- **Try it**
A word-for-word transcript of every entry is required.

Natural language region descriptions:
※

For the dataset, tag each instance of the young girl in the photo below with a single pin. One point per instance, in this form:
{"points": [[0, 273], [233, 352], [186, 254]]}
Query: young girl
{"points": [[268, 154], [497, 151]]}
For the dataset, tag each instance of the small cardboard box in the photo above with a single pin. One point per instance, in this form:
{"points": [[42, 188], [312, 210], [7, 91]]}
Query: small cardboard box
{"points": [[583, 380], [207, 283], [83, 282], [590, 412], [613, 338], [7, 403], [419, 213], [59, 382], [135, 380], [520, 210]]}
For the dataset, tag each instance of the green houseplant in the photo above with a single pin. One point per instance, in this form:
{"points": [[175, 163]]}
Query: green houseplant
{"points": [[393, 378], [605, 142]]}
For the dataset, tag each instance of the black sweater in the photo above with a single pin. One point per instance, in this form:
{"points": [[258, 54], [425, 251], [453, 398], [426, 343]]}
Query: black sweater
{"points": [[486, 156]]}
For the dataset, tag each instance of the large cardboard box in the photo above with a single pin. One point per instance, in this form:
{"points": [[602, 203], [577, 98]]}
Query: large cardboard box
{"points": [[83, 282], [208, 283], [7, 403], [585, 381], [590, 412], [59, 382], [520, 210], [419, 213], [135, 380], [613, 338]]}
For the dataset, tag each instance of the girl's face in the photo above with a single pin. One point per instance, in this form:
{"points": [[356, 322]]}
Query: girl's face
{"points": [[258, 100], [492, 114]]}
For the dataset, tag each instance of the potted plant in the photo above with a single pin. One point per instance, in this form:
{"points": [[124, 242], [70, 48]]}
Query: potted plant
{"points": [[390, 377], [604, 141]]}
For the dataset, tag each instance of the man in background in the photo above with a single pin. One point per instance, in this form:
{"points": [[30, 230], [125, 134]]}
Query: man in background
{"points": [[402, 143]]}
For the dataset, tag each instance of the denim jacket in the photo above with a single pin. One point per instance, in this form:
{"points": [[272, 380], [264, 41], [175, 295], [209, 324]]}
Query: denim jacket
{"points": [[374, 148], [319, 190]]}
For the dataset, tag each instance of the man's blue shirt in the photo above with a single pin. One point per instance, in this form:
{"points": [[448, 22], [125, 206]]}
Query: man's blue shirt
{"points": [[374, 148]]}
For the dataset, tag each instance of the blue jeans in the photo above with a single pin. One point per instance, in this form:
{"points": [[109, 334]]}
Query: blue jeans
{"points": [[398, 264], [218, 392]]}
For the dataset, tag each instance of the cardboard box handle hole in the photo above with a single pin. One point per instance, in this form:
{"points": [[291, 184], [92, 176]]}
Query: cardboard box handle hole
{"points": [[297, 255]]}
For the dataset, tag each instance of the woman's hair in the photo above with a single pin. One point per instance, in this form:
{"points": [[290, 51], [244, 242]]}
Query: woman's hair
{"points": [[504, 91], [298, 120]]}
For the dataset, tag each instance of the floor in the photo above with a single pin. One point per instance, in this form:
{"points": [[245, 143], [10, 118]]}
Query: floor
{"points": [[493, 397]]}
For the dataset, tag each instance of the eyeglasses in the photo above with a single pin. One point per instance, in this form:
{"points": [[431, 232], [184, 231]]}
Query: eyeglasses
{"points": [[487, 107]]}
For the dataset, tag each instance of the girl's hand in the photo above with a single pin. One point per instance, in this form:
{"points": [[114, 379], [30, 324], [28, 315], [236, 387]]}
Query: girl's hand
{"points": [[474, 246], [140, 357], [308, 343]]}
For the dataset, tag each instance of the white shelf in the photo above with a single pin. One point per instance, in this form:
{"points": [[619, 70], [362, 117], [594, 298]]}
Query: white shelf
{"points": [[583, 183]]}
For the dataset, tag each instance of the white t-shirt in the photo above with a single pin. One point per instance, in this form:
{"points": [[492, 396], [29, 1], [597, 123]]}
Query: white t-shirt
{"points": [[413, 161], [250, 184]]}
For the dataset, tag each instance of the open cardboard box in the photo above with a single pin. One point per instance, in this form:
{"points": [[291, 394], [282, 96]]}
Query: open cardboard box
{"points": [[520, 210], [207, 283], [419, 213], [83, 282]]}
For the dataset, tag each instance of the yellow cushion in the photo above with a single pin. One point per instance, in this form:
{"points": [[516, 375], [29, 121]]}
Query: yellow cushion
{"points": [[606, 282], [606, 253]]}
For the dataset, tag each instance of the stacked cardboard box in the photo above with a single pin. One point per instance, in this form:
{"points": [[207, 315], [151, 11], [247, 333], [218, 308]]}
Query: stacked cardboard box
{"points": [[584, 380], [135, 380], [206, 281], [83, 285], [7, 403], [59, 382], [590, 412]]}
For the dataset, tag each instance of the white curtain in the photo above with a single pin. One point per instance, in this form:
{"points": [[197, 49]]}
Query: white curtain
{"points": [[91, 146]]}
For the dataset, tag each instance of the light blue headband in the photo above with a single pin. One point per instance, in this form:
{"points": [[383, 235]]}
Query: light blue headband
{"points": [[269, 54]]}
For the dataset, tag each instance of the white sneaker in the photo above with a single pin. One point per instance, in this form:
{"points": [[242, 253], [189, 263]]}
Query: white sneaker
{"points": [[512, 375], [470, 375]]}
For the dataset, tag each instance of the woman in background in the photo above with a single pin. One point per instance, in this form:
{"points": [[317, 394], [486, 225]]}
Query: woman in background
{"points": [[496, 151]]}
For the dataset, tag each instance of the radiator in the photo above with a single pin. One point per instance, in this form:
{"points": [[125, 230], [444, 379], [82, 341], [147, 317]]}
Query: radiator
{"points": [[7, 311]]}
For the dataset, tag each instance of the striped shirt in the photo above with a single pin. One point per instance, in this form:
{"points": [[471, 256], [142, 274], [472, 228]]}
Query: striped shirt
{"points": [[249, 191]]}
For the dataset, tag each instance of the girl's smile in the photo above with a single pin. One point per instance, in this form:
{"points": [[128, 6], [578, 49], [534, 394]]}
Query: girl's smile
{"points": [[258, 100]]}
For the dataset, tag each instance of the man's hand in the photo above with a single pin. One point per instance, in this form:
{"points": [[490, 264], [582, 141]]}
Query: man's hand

※

- **Answer space**
For the dataset, tag each instance of the young girl in the photo below with a single pin. One point per instance, in this form:
{"points": [[0, 273], [233, 352], [186, 254]]}
Query: young girl
{"points": [[268, 154], [497, 151]]}
For the dataset, tag each instance of the small cardboard box in the photo above with a single pin. One point per instance, in this form:
{"points": [[42, 188], [312, 210], [7, 91]]}
Query: small cardboard box
{"points": [[583, 380], [207, 283], [83, 282], [590, 412], [613, 338], [7, 403], [419, 213], [59, 382], [135, 380], [520, 210]]}
For the dataset, tag each instance of the green houseplant in the photo above with a single pin. One point per instance, in this form:
{"points": [[175, 163]]}
Query: green houseplant
{"points": [[393, 378], [605, 142]]}
For the dataset, tag each instance of the black sweater in the photo above with a single pin. One point per instance, in this form:
{"points": [[258, 54], [425, 251], [453, 398], [426, 343]]}
Query: black sweater
{"points": [[486, 156]]}
For the dataset, tag each instance of the large cardboard box in the photo above with a single pin. One point per instance, in this form:
{"points": [[602, 203], [577, 98]]}
Query: large cardboard box
{"points": [[83, 282], [208, 283], [7, 403], [585, 381], [590, 412], [59, 382], [520, 210], [419, 213], [135, 380], [613, 338]]}
For the dataset, tag each instance of the girl's face in the photo above with a single pin. One point per instance, in this form:
{"points": [[356, 322]]}
Query: girl's face
{"points": [[258, 100], [492, 114]]}
For the dataset, tag each instance of the potted plant in the photo above with a single pin. One point per instance, in this form:
{"points": [[124, 242], [70, 48]]}
Query: potted plant
{"points": [[390, 377], [604, 141]]}
For the dataset, tag each instance of the man in background in the photo above with a single pin. One point per instance, in this form:
{"points": [[30, 230], [125, 134]]}
Query: man in background
{"points": [[402, 143]]}
For the dataset, tag each instance of the denim jacket in the photo above with a single pin. One point per instance, in this form:
{"points": [[272, 380], [264, 41], [175, 295], [209, 324]]}
Query: denim jacket
{"points": [[374, 148], [319, 190]]}
For the dataset, tag each instance of the man's blue shirt in the photo above with a single pin. One point per instance, in this form:
{"points": [[448, 22], [125, 206]]}
Query: man's blue shirt
{"points": [[374, 148]]}
For the dataset, tag each instance of the blue jeans in the photo above with a single pin. One point per instance, in this form:
{"points": [[109, 334]]}
Query: blue jeans
{"points": [[398, 264], [218, 392]]}
For the dataset, tag each instance of the cardboard box handle hole in the photo above with a single pin. One point per instance, in this form:
{"points": [[291, 184], [92, 176]]}
Query: cardboard box handle hole
{"points": [[297, 255]]}
For the dataset, tag each instance of the woman's hair in the photo above with a single pin. One point per instance, in this form:
{"points": [[290, 51], [244, 242]]}
Query: woman's hair
{"points": [[504, 91], [298, 120]]}
For the dataset, tag each instance of the floor in the photo above with a single pin. One point per instance, in this form:
{"points": [[245, 143], [10, 118]]}
Query: floor
{"points": [[493, 397]]}
For the dataset, tag each instance of the eyeglasses in the photo above with a single pin. One point per instance, in this form:
{"points": [[431, 232], [184, 231]]}
Query: eyeglasses
{"points": [[487, 107]]}
For the dataset, tag each instance of the girl's hand in the photo above with a single pin. One point per instance, in this form:
{"points": [[114, 379], [30, 324], [28, 315], [236, 387]]}
Query: girl's hand
{"points": [[474, 246], [140, 357], [308, 343]]}
For the dataset, tag each instance of the white shelf in the photo above with a single pin. One point per instance, in this form:
{"points": [[619, 70], [362, 117], [594, 298]]}
Query: white shelf
{"points": [[583, 183]]}
For the dataset, tag each instance of the white t-shirt in the photo above with a single pin. One point per instance, in this form:
{"points": [[492, 396], [29, 1], [597, 123]]}
Query: white t-shirt
{"points": [[413, 161], [250, 184]]}
For the dataset, tag each instance of the open cardboard box in the photo above with a single pin. One point per instance, in this form:
{"points": [[291, 394], [282, 96]]}
Query: open cardboard box
{"points": [[520, 210], [207, 283], [419, 213], [83, 282]]}
For the dataset, tag each instance of the yellow cushion in the photo above with a single pin. One point per instance, in this form:
{"points": [[516, 375], [29, 121]]}
Query: yellow cushion
{"points": [[606, 282], [606, 253]]}
For the dataset, tag each instance of the stacked cardboard box in the photo above with a single pin. One point per instance, in this form:
{"points": [[207, 315], [151, 11], [247, 333], [218, 308]]}
Query: stacked cardboard box
{"points": [[584, 380], [135, 380], [206, 281], [83, 285], [7, 403], [59, 382], [590, 412]]}
For the dataset, tag each instance of the white curtain in the photo above with a single pin. One point per instance, in this form:
{"points": [[197, 49]]}
Query: white curtain
{"points": [[91, 146]]}
For the dataset, tag each instance of the light blue headband in the photo above with a single pin. One point per instance, in this form:
{"points": [[383, 235]]}
Query: light blue headband
{"points": [[269, 54]]}
For the dataset, tag each instance of the white sneaker in the photo above with a single pin. One point per instance, in this form:
{"points": [[242, 253], [189, 263]]}
Query: white sneaker
{"points": [[512, 375], [470, 375]]}
For the dataset, tag each instance of the woman in background in the photo above with a single pin. One point per instance, in this form:
{"points": [[317, 394], [486, 225]]}
Query: woman in background
{"points": [[496, 151]]}
For the dataset, tag each instance of the radiator in the photo above with a single pin. One point per instance, in this form:
{"points": [[125, 230], [444, 379], [82, 341], [147, 317]]}
Query: radiator
{"points": [[7, 311]]}
For the dataset, tag each instance of the striped shirt in the photo above with a single pin. One point per instance, in this form:
{"points": [[471, 256], [142, 274], [472, 228]]}
Query: striped shirt
{"points": [[249, 191]]}
For the dataset, tag each instance of the girl's smile in the photo above with a single pin. One point per instance, in this form:
{"points": [[128, 6], [578, 49], [534, 394]]}
Query: girl's smile
{"points": [[258, 100]]}
For the dataset, tag each instance of the man's hand in the photo above with a single pin. One point per instance, in this form:
{"points": [[490, 264], [582, 141]]}
Query: man's hand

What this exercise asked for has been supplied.